• What to do:
1 - In the Ironman commentary, rewrite the paragraph that begins "You could say Ironman has changed" more briefly and keep its main facts.
2 - Swap "race organizers" for "event organizers" and give the stretch of the Ironman commentary from "Ironman is a better series of events now" through "cancelling a swim.".
3 - Extend the commentary on Ironman's growth with a few more sentences that pick up after its last line.

• Source text:
★ ★ ★

With the swim cancellation at Ironman Florida this past weekend an obvious question reemerges: Has the Ironman Triathlon become too easy? Too “homogenized”? Is it a watered down event that panders to the business of sponsorship deals in an attempt to satisfy a financial relationship with Providence Equity Partners?

You could say Ironman has changed. But it would be more correct to say Ironman has grown. And with growth, change is inherent. The value judgment is whether Ironman is a better series of events than it was before World Triathlon Corporation and Providence Equity Partners.

I say yes.

Ironman is a better series of events now than it has ever been, and its future is brighter and more promising than ever.

With the move toward greater general participation in Ironman there comes a greater responsibility for race organizers to provide a safe, well-monitored and responsible event. Sometimes that means cancelling a swim.

★ ★ ★

• Entries shown:
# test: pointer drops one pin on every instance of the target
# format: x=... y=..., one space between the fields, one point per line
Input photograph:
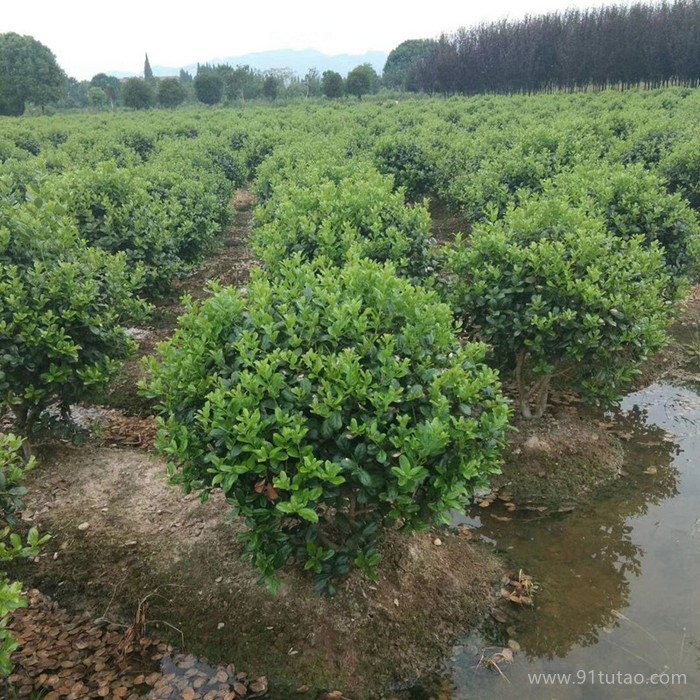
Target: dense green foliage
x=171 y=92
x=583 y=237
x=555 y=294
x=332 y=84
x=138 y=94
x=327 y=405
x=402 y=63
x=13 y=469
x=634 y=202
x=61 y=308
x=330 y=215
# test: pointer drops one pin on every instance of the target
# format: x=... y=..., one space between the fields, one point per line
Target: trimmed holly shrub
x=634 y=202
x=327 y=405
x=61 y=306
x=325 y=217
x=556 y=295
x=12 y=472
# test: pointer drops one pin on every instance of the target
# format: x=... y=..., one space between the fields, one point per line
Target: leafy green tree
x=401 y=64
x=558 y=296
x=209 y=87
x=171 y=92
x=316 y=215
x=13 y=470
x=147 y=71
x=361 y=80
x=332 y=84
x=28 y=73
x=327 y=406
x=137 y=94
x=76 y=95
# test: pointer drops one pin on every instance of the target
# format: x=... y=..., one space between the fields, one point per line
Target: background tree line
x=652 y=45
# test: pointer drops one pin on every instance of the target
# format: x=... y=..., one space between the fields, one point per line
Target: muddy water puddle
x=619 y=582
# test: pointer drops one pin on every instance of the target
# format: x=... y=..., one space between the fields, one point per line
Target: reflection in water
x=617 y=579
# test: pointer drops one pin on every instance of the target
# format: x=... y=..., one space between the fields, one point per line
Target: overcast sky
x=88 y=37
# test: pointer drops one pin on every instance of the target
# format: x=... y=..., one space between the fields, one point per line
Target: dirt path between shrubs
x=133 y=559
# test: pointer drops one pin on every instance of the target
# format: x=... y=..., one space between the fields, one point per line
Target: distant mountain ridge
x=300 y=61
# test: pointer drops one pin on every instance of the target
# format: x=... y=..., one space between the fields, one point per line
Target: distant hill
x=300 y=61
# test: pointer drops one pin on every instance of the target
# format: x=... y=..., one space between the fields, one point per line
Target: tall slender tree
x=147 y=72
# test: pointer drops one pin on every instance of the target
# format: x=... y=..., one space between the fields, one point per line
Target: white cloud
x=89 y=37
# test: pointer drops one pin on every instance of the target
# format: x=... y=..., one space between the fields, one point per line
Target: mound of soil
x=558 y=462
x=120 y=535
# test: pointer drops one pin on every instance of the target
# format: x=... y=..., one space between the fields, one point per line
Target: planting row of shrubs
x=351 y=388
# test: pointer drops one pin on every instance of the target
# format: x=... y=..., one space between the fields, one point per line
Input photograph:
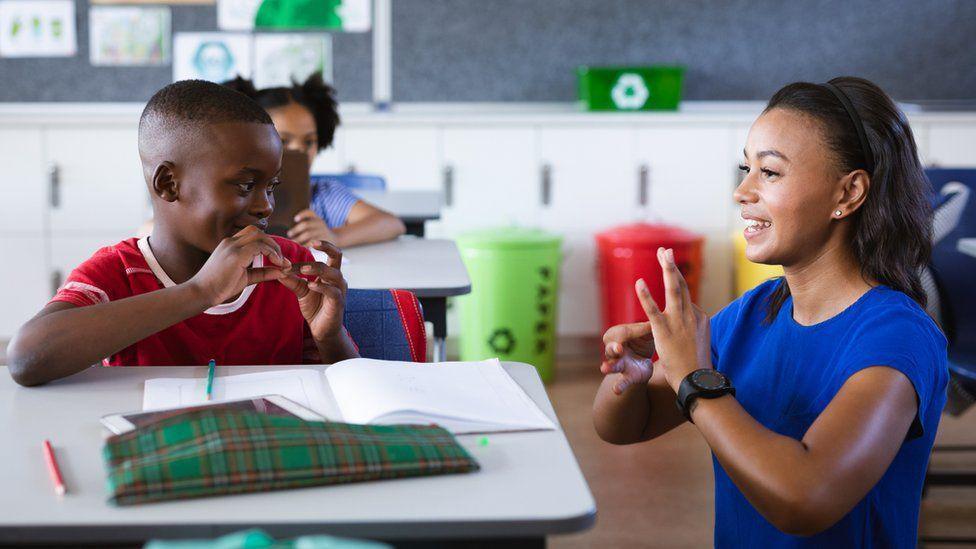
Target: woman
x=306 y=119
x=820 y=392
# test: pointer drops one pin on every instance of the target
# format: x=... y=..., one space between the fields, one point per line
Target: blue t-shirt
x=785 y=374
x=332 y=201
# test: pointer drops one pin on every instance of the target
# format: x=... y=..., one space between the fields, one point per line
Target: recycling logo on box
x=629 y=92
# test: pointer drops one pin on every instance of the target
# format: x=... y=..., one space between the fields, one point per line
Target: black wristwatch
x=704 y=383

★ ★ ★

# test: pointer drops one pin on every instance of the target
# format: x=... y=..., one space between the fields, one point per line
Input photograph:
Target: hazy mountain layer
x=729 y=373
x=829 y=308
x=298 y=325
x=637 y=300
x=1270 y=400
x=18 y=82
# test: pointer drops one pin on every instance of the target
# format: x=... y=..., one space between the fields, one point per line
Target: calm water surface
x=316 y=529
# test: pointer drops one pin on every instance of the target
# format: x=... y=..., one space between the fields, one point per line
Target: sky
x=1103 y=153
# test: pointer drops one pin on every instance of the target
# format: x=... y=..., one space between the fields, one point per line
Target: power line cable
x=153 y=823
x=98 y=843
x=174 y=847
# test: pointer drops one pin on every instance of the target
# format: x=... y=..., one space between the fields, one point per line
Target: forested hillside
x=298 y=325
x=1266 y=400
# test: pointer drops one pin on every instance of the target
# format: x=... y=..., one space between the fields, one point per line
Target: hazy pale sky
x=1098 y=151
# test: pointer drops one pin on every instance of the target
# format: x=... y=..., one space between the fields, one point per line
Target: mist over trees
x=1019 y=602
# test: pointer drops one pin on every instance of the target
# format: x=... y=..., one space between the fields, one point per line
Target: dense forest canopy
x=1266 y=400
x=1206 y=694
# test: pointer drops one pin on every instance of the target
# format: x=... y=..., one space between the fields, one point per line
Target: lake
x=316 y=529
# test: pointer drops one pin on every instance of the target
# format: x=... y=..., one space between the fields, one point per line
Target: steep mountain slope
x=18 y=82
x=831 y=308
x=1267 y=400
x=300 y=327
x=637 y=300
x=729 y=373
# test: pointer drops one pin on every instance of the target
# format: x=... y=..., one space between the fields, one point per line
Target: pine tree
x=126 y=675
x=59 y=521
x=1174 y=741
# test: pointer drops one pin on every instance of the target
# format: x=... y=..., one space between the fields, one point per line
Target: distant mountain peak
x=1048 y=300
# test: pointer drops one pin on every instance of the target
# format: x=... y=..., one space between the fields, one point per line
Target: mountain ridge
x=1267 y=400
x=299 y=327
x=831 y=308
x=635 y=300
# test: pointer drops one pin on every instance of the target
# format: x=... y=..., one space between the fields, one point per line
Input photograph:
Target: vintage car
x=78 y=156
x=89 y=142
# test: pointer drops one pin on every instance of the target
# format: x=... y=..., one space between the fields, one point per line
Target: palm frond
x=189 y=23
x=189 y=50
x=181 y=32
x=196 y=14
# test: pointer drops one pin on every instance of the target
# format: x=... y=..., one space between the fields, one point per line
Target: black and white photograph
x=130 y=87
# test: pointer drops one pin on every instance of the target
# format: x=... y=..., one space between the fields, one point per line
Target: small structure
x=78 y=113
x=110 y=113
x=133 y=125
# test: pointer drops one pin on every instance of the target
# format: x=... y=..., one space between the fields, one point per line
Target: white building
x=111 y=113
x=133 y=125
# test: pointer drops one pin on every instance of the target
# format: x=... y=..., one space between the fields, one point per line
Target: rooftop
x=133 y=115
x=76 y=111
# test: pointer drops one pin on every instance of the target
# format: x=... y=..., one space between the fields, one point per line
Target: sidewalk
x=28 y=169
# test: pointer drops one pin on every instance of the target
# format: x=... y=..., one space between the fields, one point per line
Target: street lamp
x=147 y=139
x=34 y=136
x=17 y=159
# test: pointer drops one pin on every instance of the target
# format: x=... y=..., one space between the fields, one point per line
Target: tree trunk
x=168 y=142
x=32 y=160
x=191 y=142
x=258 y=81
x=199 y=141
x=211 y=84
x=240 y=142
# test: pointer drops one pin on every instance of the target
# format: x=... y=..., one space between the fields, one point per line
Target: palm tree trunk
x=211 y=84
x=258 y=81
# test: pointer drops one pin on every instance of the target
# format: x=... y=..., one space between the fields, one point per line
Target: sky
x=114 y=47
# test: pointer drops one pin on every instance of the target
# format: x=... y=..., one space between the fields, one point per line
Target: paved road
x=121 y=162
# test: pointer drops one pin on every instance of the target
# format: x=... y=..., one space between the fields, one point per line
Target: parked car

★ ★ ★

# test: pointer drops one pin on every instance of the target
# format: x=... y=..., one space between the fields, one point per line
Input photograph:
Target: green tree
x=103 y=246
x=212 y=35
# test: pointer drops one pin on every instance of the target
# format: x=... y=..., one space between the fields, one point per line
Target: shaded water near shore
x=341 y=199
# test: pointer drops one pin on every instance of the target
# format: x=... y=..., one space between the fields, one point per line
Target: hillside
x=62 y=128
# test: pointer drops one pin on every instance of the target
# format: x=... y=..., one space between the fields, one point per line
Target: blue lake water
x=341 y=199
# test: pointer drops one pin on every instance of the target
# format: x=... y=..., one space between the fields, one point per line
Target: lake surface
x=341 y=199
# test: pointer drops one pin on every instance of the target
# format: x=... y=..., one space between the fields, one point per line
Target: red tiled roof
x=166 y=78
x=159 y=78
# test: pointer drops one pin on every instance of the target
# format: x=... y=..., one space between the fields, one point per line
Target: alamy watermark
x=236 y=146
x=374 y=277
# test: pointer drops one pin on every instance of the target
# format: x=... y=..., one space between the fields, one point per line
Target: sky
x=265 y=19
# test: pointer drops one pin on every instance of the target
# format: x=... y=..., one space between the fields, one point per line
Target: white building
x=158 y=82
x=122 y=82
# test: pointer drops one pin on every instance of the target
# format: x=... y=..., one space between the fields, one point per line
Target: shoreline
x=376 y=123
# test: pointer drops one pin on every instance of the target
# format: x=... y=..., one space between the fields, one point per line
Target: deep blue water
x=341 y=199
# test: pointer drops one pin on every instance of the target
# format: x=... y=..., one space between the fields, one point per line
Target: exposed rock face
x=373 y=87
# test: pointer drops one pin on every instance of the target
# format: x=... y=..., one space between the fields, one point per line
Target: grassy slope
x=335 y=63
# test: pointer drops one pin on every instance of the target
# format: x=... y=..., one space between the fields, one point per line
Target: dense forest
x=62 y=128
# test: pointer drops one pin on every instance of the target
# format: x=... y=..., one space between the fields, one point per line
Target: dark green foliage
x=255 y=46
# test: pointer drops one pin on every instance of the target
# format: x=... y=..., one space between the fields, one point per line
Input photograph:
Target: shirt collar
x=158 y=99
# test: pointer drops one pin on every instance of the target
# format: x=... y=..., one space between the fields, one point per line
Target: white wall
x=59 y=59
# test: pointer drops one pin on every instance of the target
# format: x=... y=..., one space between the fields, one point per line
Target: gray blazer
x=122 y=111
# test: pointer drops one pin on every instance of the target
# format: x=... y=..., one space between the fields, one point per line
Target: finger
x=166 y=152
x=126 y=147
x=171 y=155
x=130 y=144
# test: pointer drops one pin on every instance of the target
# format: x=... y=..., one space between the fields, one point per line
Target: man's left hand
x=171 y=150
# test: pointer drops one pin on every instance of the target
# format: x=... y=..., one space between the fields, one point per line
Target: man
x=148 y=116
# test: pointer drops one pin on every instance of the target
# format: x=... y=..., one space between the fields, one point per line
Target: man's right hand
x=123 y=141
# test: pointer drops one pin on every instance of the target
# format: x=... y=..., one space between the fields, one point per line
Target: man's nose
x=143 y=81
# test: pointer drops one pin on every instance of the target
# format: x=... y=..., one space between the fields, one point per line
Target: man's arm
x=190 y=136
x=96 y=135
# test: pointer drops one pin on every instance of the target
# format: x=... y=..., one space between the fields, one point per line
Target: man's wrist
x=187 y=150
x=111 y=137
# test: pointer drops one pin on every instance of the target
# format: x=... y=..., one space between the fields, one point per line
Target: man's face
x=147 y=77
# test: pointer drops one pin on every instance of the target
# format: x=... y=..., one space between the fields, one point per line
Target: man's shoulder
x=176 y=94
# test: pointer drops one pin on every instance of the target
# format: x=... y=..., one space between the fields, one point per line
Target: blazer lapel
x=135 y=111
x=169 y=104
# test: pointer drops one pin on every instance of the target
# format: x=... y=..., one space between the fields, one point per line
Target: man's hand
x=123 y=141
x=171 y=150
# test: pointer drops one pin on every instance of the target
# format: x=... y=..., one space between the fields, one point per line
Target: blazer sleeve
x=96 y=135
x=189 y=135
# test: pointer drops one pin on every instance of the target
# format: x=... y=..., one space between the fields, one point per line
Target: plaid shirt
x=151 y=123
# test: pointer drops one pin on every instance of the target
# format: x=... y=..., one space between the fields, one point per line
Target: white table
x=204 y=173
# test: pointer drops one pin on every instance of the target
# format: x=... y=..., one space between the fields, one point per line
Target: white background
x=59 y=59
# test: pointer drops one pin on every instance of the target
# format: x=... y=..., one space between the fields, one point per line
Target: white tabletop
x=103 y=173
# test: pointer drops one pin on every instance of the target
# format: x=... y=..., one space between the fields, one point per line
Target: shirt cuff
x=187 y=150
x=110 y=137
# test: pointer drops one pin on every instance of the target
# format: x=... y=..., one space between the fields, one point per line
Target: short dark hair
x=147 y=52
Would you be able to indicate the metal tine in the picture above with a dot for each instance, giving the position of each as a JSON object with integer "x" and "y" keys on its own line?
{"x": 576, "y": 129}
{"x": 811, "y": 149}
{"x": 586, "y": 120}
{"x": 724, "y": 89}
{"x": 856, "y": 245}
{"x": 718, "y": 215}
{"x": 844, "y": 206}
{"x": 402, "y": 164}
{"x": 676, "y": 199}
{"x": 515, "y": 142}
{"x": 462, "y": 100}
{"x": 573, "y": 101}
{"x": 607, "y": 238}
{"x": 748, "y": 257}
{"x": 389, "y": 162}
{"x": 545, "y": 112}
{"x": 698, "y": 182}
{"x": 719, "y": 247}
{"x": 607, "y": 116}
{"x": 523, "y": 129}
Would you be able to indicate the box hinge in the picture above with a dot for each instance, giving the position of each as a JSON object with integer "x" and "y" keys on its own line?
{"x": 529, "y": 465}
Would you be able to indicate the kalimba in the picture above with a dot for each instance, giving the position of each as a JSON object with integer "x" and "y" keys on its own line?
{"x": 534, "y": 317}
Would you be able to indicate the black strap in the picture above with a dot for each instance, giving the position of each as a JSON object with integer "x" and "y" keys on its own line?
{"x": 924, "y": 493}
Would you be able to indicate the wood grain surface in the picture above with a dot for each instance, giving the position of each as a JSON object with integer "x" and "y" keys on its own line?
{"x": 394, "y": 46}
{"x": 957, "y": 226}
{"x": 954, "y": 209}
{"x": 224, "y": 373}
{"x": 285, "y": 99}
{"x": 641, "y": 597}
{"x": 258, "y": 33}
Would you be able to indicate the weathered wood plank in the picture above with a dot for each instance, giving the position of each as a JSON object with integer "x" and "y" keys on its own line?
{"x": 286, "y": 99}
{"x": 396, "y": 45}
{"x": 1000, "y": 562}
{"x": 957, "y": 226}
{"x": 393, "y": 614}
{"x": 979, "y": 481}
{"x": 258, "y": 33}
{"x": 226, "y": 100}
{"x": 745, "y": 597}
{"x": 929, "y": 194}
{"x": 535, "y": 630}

★ ★ ★

• Expected responses:
1 - Ironman has not so much changed as grown, and growth always brings change. The real question is whether its events are better than they were before World Triathlon Corporation and Providence Equity Partners.

2 -
Ironman is a better series of events now than it has ever been, and its future is brighter and more promising than ever.

With the move toward greater general participation in Ironman there comes a greater responsibility for event organizers to provide a safe, well-monitored and responsible event. Sometimes that means cancelling a swim.

3 -
World Triathlon Corporation has shouldered the responsibility for safer events well, consistently producing a growing number of high quality events around the world in different markets while improving the experience of athletes in their World Championship events as well. WTC has added value across the entire spectrum of the athlete experience. Show me any other company in this industry that has done the same.

Behind the scenes WTC has subverted exposure to scandals that have compromised pro cycling and the Tour de France. To understand the importance of this stewardship for the integrity of triathlon one need only compare U.S.A. Cycling membership numbers over the last decade to U.S.A. Triathlon membership numbers. Competitive cycling participation numbers sank in the post-Armstrong era. Triathlon numbers have boomed.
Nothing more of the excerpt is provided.